• TASK GOAL: Copy every item below word for word, leaving the pictures out of your answer.

• RECORDS FOR THE EXERCISE:
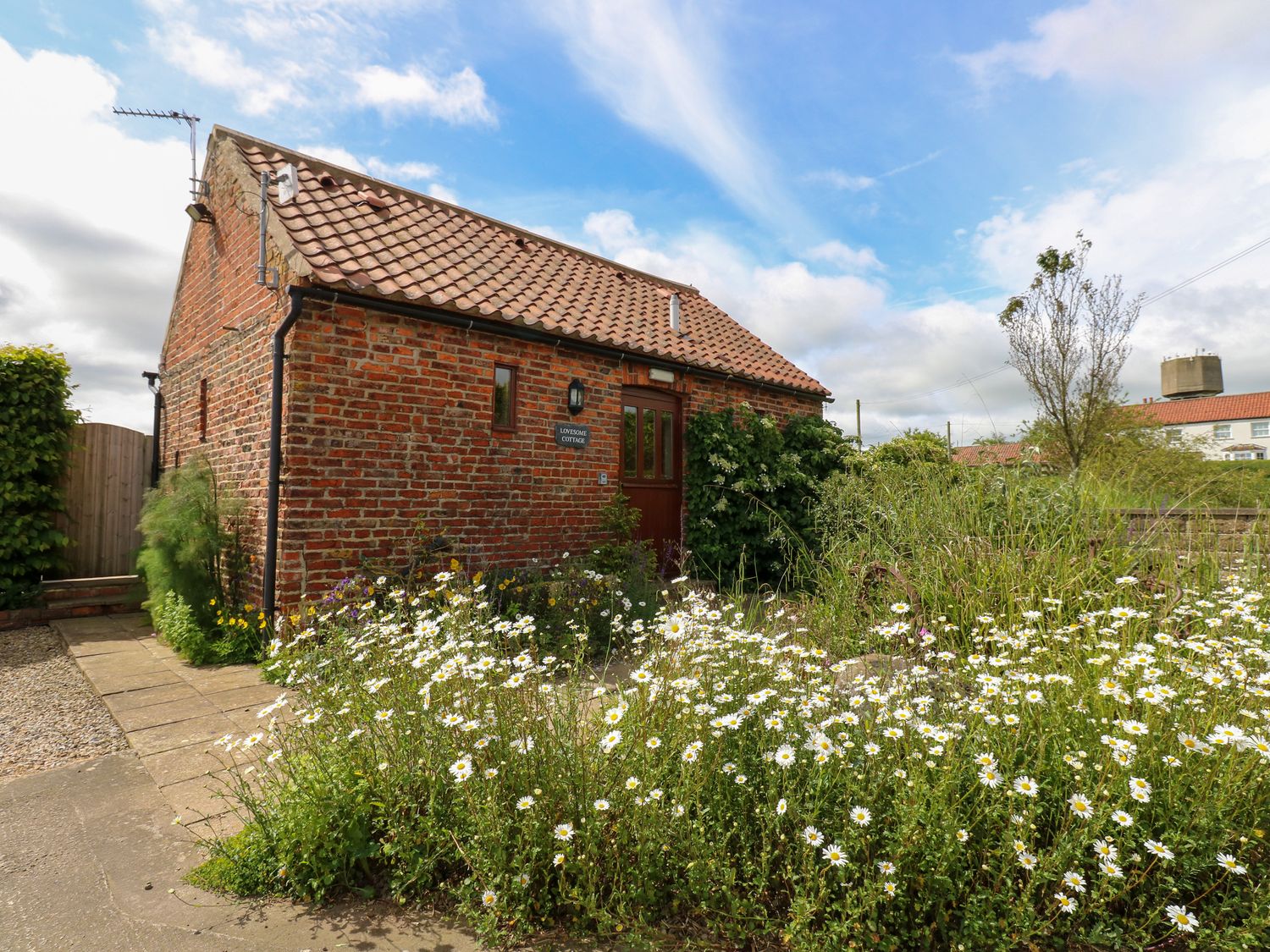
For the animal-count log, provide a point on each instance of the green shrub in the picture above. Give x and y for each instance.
(195, 566)
(586, 599)
(36, 426)
(749, 489)
(1059, 784)
(960, 541)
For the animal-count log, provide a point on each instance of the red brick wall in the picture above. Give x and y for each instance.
(388, 419)
(390, 426)
(220, 332)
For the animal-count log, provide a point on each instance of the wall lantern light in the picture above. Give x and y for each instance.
(577, 396)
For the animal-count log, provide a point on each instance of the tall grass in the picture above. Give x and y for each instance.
(960, 542)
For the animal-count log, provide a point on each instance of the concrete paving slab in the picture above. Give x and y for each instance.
(211, 680)
(121, 664)
(253, 695)
(198, 730)
(91, 861)
(103, 644)
(107, 685)
(157, 647)
(200, 797)
(144, 697)
(185, 763)
(185, 708)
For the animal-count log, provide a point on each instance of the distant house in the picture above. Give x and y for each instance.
(996, 454)
(367, 365)
(1229, 426)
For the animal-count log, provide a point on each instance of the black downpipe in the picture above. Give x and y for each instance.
(271, 508)
(154, 442)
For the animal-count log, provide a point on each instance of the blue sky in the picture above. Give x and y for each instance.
(861, 184)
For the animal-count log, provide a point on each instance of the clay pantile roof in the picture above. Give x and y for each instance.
(358, 234)
(990, 454)
(1232, 406)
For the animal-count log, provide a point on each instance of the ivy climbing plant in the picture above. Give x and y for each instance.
(36, 426)
(751, 487)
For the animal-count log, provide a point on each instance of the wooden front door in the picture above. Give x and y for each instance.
(652, 467)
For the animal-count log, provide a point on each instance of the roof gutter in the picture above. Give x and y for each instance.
(521, 333)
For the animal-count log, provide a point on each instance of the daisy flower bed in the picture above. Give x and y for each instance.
(1090, 776)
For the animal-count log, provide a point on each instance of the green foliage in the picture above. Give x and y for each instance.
(1140, 467)
(749, 489)
(36, 426)
(914, 447)
(195, 566)
(584, 601)
(230, 637)
(962, 541)
(744, 782)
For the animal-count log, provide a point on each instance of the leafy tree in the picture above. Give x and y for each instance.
(1069, 338)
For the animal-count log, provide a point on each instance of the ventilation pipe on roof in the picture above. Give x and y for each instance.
(266, 276)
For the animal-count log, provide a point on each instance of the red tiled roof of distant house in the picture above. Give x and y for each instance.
(990, 454)
(360, 234)
(1234, 406)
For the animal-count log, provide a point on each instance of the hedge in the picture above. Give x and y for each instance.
(36, 426)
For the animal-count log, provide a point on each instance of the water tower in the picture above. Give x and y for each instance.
(1184, 377)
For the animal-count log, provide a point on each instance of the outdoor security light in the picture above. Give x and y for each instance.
(577, 396)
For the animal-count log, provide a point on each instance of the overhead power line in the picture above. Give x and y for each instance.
(962, 382)
(1204, 273)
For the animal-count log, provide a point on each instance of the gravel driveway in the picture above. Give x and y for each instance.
(48, 713)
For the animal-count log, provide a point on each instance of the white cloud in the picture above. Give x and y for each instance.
(373, 165)
(91, 226)
(841, 180)
(221, 66)
(1199, 207)
(838, 327)
(657, 66)
(1145, 45)
(841, 256)
(459, 98)
(272, 55)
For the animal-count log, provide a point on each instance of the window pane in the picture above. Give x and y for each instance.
(649, 467)
(667, 444)
(630, 433)
(502, 396)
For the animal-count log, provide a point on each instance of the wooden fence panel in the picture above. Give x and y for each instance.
(108, 476)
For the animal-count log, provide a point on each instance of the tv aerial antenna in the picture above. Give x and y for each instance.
(197, 187)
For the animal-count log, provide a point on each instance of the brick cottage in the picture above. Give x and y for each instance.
(371, 360)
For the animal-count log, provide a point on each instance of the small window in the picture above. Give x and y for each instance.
(505, 398)
(630, 441)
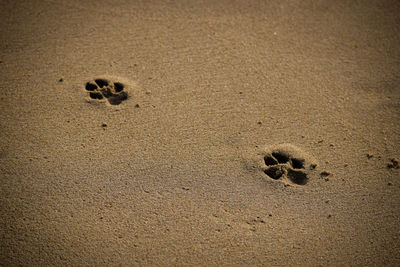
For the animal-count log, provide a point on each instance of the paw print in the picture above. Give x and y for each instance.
(287, 162)
(101, 89)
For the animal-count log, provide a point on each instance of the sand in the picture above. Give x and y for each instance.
(176, 174)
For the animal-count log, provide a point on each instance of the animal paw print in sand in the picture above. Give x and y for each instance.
(101, 89)
(287, 162)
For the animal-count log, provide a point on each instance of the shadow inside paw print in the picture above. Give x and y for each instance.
(113, 92)
(287, 161)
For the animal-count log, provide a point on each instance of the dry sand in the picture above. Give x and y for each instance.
(174, 175)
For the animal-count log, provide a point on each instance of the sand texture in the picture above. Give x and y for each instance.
(200, 133)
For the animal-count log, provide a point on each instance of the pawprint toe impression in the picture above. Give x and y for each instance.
(101, 89)
(287, 162)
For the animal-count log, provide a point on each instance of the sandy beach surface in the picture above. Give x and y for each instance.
(200, 133)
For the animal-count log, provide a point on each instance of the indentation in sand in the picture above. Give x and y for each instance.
(288, 163)
(113, 92)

• RESULT FOR THIS TASK:
For the animal-count log, provide a point on each instance of the green shrub in the picture above. Give x and y for each instance.
(195, 566)
(586, 599)
(36, 426)
(749, 489)
(1059, 784)
(960, 541)
For the animal-count log, provide a point on each instance of the red brick wall in the picture above. Give x and y for each instance.
(388, 419)
(390, 426)
(220, 332)
For the animal-count log, provide a point on each instance of the wall lantern light in the picture above. Give x and y for each instance.
(577, 396)
For the animal-count log, provide a point on each instance of the tall grass in the picture above. Give x and y for each instance.
(960, 542)
For the animal-count log, provide a point on each instance of the concrete paving slab in the picture above. Give x and y for each instance.
(211, 680)
(121, 664)
(253, 695)
(198, 730)
(91, 861)
(103, 644)
(107, 685)
(157, 647)
(200, 797)
(144, 697)
(185, 763)
(185, 708)
For the animal-count log, provide a point on each instance of the distant house in the picture above. Give x and y for each instance.
(996, 454)
(367, 365)
(1229, 426)
For the animal-count log, provide a point on each instance of the black downpipe in the picture above. Give x and y for each instance.
(271, 508)
(154, 442)
For the animal-count log, provide a point on each instance of the blue sky in the picture above. Give x and y for each instance.
(861, 184)
For the animal-count log, provide a point on each instance of the clay pantile roof in the picture above. Give x and y for each instance.
(358, 234)
(990, 454)
(1232, 406)
For the animal-count log, provide a point on each instance of the ivy climbing plant in the picture above. Give x and y for each instance.
(36, 426)
(751, 487)
For the animal-count log, provide a point on each instance of the wooden front door in the picture above. Give x and y for each instance.
(652, 467)
For the animal-count log, provide a point on each instance of the roof gutter in the picture above. Give x and y for each instance.
(521, 333)
For the animal-count log, provide a point on each instance of the daisy flower bed in the picture above. Give x and y for each instance.
(1090, 776)
For the animal-count log, provide a point on each instance of the green foliage in the picture above. Give x and y for each instance.
(1140, 467)
(749, 489)
(36, 426)
(914, 447)
(195, 566)
(584, 601)
(230, 637)
(962, 541)
(744, 782)
For the animal-count log, provide a point on each instance of the leafy tree in the picture above. Give x and y for each instance.
(1069, 338)
For the animal-count log, provide a point on each instance of the ventilation pipe on roof in the picture above. Give x and y for each instance.
(266, 276)
For the animal-count log, provide a point on each instance of the red tiled roof of distant house in the picture above. Give x and y for each instance.
(990, 454)
(360, 234)
(1234, 406)
For the animal-count log, provide a point on each instance of the hedge in the picture above. Give x and y for each instance.
(36, 426)
For the animal-count log, provide a point on each instance of the water tower in the picture above. Give x and y for each instance.
(1184, 377)
For the animal-count log, provide a point on each instance of the outdoor security light in the picture above. Give x and y for each instance.
(577, 396)
For the animal-count log, provide a point on each instance of the overhead power line in the picture above. Give x and y for each instance.
(962, 382)
(1204, 273)
For the animal-count log, provide a point on each instance of the gravel driveway in the picture above. Give x and y for each instance.
(48, 713)
For the animal-count log, provide a point on each instance of the white cloud in the picture above. Give x and y for each instance.
(373, 165)
(91, 226)
(841, 180)
(221, 66)
(1199, 207)
(838, 327)
(657, 66)
(1145, 45)
(841, 256)
(459, 98)
(272, 55)
For the animal-count log, provide a point on each instance of the window pane in the picture above. Give x and y for each instance.
(649, 467)
(667, 444)
(630, 433)
(502, 396)
For the animal-count log, provide a point on each instance of the wooden fence panel in the picture above. Give x and y for each instance.
(108, 476)
For the animal-count log, provide a point on each instance of the tv aerial antenna in the picture above. Give x and y for each instance.
(197, 187)
For the animal-count log, provide a point on each instance of the brick cottage in the picture above. Give x and y for each instance.
(371, 360)
For the animal-count log, provide a point on each instance of the small window in the picture above. Give x and y for each instance.
(505, 398)
(630, 441)
For the animal-count log, provide a point on each instance of the paw print in the picture above. Give x and y for each instance.
(287, 162)
(101, 89)
For the animal-count log, provide a point on each instance of the sand in the picture above. Give x and y for each instance.
(176, 174)
For the animal-count log, provide a point on each instance of the animal paw print in sand in the picture above. Give x and y for each instance.
(101, 89)
(287, 162)
For the animal-count log, provide a point on each instance of the shadow inside paw print in the picture above. Give x and y for each instance.
(113, 92)
(287, 161)
For the animal-count log, provide a point on each instance of the dry sand in the picture above. Give x and y for each instance.
(174, 175)
For the animal-count log, provide a point on each instance of the sand texture in the picture above. Give x and y for each instance.
(200, 133)
For the animal-count log, provide a point on each instance of the pawprint toe impression in the picture above. Give x and y for each instance.
(101, 89)
(287, 162)
For the animal-count log, provide a point on each instance of the sandy beach surface in the picture above. Give x and y for each instance.
(200, 133)
For the animal-count log, provide a point on each instance of the indentation in sand in the picture above. Give x and y for each instance.
(288, 163)
(113, 92)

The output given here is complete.